Document:

+--

It is striking that the conservative segments of society still cling to the old ideas even when their well respected patron Abul Ala Mawdudi strongly favors, and calls for, updating the Sharia Law “through the interpretation of the principle of Islamic theology and law in the light of the changed conditions (ijtihad).”[28] As feminist leader Zainah Anwar aptly puts it:

  • For too long, Muslim women who demanded reform to discriminatory laws and practices have been told, “this is God’s law” and therefore not open to negotiation and change. […] Evidently, the problem is not with Islam. It is the position that men in authority take in order to preserve their privilege. […] To conflate patriarchal laws and practices is nothing more than tactical power play.[29]


The conservative religious scholars have their own arguments to fiercely oppose any change in the Quran’s inheritance rules. They resist any change in inheritance rules on the ground that God’s word prevails for all times and all places. However, as we have seen above, many modernist Muslim scholars, including even their mentor Abul Ala Mawdudi, have refuted this argument saying that the Quran needs reinterpretation in the context of changing reality. Also, their argument is seriously flawed since they fail to recognize the vital difference between the moral objectives and principles of the Quran that should not change and those aspects that require constant updating to keep up with the moral intent of the Quran.

A second argument the traditional ulama use is that a woman inherits a half-share only in four cases, compared with more than thirty cases in which she inherits a more share. However, the irony of this argument is that it has virtually no teeth, since it is precisely these four cases that make up the most frequent cases in reality.

Also, there had been historical precedents of updating many Islamic laws during the times of the Prophet himself and Caliph Umar, which the ulama cannot deny.

+--

To be done:
- a) Using the passage on the debate over Quranic inheritance rules, answer:
(i) According to the quoted words, how does Abul Ala Mawdudi call for updating the Sharia Law?
(ii) In how many cases do the traditional ulama say a woman inherits a half-share?
(iii) During whose times were there historical precedents of updating Islamic laws?
- b) List every person that the passage on inheritance rules refers to by a personal name.
- c) Write the next paragraph of the passage on the debate over Quranic inheritance rules, picking up after its final sentence.

Material shown:
+--

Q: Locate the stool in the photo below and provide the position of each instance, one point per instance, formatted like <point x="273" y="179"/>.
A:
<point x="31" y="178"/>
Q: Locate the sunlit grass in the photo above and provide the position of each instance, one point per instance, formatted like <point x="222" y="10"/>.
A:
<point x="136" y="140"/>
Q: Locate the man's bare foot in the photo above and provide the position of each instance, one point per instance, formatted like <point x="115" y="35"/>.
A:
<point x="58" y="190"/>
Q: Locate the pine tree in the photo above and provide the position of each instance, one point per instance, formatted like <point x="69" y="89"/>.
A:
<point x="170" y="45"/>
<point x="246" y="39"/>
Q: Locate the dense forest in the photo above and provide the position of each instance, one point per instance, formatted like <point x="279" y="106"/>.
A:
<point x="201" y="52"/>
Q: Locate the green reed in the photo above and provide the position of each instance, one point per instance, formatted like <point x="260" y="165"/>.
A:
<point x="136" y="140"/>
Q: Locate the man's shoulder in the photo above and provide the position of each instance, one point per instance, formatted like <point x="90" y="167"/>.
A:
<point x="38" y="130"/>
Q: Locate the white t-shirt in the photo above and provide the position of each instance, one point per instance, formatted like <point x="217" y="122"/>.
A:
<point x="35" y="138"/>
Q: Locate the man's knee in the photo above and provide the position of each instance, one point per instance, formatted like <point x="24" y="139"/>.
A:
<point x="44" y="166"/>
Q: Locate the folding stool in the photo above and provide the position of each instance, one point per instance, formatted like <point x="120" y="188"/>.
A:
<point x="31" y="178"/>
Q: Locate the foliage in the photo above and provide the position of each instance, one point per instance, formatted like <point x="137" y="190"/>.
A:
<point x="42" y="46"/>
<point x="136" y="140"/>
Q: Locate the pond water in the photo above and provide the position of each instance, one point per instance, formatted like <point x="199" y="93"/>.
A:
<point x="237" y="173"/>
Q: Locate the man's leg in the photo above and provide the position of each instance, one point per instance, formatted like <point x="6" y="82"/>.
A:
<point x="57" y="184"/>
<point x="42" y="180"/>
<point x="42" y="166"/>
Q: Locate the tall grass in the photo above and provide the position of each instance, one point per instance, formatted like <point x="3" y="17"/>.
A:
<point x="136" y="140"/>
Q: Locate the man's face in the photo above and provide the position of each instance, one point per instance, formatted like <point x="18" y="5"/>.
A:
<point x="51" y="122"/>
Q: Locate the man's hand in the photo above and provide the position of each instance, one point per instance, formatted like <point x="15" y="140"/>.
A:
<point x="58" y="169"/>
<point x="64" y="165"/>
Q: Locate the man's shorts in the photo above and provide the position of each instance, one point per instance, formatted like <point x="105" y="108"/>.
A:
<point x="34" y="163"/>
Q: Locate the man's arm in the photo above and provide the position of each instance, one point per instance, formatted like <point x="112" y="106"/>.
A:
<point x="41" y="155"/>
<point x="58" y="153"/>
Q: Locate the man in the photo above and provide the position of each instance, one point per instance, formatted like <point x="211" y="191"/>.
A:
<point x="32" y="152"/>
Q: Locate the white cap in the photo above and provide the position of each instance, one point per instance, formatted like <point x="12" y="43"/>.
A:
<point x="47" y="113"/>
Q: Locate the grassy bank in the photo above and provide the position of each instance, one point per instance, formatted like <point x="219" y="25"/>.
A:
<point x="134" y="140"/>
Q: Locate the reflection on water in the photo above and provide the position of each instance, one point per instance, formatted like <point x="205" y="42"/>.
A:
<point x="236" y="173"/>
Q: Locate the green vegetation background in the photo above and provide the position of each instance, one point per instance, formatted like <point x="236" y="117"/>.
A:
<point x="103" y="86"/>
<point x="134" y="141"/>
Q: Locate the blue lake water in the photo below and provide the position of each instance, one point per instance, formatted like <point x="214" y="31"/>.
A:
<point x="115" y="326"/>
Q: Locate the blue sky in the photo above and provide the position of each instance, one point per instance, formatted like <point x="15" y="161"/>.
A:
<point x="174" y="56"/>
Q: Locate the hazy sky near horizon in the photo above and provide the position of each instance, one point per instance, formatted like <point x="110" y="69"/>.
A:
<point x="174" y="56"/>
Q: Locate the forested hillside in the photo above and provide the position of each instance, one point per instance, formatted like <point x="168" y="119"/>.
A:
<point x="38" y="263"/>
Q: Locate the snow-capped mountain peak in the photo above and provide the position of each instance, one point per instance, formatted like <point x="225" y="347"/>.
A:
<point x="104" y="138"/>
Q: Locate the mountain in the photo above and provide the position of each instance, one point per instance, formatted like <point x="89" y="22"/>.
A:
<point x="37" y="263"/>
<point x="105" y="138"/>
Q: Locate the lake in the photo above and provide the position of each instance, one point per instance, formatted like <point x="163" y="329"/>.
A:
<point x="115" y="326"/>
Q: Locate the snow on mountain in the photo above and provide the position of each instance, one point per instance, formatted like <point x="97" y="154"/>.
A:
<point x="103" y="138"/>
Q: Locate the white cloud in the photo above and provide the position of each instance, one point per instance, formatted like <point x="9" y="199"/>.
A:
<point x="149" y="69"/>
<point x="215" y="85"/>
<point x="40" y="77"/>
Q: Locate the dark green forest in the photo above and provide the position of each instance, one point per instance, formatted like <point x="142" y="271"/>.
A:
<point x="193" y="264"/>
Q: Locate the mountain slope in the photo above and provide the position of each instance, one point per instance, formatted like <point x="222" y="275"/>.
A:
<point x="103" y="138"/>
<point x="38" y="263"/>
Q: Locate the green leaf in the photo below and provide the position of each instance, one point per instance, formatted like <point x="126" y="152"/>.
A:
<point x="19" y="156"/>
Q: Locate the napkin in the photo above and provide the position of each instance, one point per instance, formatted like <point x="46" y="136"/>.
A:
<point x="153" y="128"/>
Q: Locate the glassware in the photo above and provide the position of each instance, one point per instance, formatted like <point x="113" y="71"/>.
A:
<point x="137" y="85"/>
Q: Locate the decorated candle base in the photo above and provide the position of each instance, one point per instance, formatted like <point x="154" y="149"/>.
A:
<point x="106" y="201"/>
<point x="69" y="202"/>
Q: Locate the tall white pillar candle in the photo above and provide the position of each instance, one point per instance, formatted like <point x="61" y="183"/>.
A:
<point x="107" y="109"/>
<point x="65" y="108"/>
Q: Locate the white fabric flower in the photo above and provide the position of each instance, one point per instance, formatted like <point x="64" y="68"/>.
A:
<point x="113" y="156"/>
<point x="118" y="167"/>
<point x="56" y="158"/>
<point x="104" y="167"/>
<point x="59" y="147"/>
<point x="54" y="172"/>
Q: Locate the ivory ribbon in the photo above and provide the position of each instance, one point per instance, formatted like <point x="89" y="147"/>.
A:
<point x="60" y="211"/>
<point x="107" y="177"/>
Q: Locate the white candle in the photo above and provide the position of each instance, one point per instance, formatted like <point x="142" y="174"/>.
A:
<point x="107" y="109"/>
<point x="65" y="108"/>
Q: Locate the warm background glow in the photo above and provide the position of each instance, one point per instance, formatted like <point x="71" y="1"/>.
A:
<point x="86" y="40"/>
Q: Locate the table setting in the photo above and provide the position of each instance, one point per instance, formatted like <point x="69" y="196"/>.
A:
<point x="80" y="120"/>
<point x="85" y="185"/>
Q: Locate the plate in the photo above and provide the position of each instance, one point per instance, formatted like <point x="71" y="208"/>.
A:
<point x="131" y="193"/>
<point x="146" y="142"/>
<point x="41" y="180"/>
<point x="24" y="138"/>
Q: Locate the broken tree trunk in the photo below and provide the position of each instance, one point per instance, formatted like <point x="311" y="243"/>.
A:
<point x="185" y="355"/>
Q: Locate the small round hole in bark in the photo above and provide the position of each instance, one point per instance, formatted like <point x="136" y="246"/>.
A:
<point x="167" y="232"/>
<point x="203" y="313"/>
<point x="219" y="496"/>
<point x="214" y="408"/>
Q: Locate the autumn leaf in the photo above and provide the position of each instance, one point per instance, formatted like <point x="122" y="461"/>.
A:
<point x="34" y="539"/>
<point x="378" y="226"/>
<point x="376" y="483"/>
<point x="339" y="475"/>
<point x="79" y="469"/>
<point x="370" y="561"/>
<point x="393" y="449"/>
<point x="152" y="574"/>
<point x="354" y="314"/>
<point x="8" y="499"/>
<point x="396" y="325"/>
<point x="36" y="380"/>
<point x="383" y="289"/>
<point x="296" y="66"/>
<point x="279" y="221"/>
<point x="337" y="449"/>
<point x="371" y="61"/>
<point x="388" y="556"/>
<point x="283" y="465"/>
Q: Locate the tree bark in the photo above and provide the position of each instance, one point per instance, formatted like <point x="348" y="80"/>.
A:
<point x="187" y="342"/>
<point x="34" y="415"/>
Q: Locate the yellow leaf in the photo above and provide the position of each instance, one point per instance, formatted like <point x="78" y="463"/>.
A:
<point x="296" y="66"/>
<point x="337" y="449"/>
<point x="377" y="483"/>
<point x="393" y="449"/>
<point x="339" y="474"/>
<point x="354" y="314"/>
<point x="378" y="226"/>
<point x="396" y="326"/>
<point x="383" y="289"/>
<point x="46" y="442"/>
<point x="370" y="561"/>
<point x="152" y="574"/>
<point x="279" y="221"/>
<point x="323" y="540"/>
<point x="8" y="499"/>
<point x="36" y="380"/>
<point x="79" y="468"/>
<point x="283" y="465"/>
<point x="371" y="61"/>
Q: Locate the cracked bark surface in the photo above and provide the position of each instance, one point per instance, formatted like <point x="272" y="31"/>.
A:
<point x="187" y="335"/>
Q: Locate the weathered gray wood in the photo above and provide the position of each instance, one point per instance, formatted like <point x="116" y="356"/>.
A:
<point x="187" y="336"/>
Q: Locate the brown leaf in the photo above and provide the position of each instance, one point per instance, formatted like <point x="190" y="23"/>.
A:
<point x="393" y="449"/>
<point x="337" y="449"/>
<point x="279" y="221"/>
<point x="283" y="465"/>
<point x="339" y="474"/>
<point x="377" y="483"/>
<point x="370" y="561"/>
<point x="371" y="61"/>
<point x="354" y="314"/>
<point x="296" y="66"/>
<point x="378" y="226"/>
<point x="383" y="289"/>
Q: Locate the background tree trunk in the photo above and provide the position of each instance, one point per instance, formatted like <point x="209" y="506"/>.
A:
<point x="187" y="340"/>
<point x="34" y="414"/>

+--

Written answers:
- a)
(i) Through the interpretation of the principle of Islamic theology and law in the light of the changed conditions (ijtihad).
(ii) Four.
(iii) The Prophet himself and Caliph Umar.

- b) Abul Ala Mawdudi, Zainah Anwar, Caliph Umar

- c)
Whatever little information is available suggests that[30] there has been very limited progress made in inheritance reform in Muslim countries, even though notable progress has been made in recent years in a number of countries in other aspects of family laws that address existing discrimination against women in marriage and divorce.[31] Progress on the inheritance front has been either blocked or stalled in most Muslim countries due to the official use of the Sharia Law in many countries, use of a dual legal system of both secular and Sharia laws, with the Sharia Law applied to deal with family matters, and stiff resistance from traditional Muslim clerics. “Many majority Muslim countries have a dual [legal] system in which the government is secular but Muslims can choose to bring familial and financial disputes to sharia courts. The exact jurisdiction of these courts varies from country to country, but usually includes marriage, divorce, inheritance, and guardianship.”[32] Sharia courts operating in the United Kingdom are allowed to settle cases brought to them by resident Muslims. The limited progress in inheritance reform seems due also, in part, to a lack of clarity in United Nations human rights agreements of the UDHR and the CEDAW with respect to addressing gender disparity in the Muslim inheritance law and shortcomings in their follow-up of implementation in different signatory-countries. Spotty progress in inheritance law reform in some countries is noted as follows. 

Turkey. Turkey remains a model for other Muslim countries. In 1926, Kemal Ataturk introduced sweeping reforms, replacing the Sharia Law with the Swiss civil code, and gave a status and rights to women equivalent to those of men. “Legal equality between the genders was instituted between 1926-1934 with changes in a multitude of rules and regulations. […] The equal rights provided by the Swiss Code covered the areas of […] marriage, divorce, custody, and inheritance.”[33] Remarkably, the Turkish revolutionary reforms in family reforms came well in advance of the UN-adopted human rights agreements. There was a relative decline in the status of women after 2002 when a moderately religion-friendly government came into power. Some reforms in the family laws such as those relating to monogamy and child marriage got reversed in their implementation, especially in the rural areas. However, the Ataturk-time inheritance reforms remain intact.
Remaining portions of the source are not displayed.